• Exercise task:
Please extract the stretch of data from its first line through the line containing "[(33, 61), (20, 92), (3, 125), (27, 74), (36, 56)]", both ends included, and copy each line without changes. Leave the pictures out of your answer.

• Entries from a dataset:
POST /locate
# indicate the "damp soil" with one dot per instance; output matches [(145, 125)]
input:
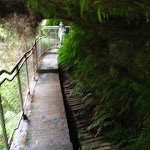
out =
[(78, 125)]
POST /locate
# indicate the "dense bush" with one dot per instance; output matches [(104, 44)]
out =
[(117, 77)]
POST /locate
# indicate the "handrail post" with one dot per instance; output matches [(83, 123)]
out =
[(33, 61), (20, 92), (3, 125), (27, 74), (36, 56)]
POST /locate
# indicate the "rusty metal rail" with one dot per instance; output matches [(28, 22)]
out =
[(20, 73)]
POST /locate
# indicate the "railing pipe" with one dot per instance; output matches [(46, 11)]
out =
[(27, 74), (20, 92), (3, 125), (36, 55)]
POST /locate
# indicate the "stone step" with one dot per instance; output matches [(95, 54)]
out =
[(48, 64)]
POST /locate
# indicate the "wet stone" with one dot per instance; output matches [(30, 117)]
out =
[(47, 124)]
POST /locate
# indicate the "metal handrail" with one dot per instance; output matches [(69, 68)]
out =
[(15, 72)]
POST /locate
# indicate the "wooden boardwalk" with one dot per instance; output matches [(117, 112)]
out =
[(46, 127)]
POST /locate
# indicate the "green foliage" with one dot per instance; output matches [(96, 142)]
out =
[(120, 102)]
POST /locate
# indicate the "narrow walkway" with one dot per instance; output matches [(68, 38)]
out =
[(46, 128)]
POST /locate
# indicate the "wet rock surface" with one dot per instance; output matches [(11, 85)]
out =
[(46, 127)]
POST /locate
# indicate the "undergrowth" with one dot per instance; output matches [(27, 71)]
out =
[(120, 99)]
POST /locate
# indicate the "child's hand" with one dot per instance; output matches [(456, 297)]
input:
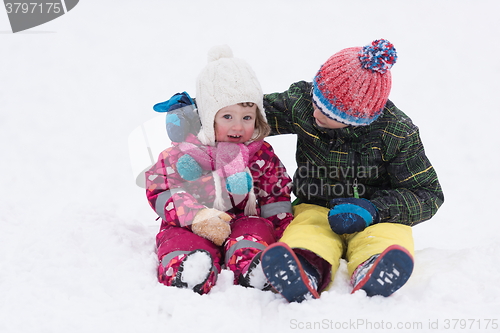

• Response to this exercise:
POST /locate
# indicate the "damp soil" with one dot per instance; output matches [(145, 125)]
input:
out =
[(78, 125)]
POST /locate
# indicate the "dense bush" with one dot per instance; output matches [(104, 44)]
out =
[(117, 77)]
POST /locate
# indicate the "handrail post" with one dot per instance; output matches [(83, 123)]
out =
[(33, 61), (20, 92), (3, 125), (27, 74), (36, 56)]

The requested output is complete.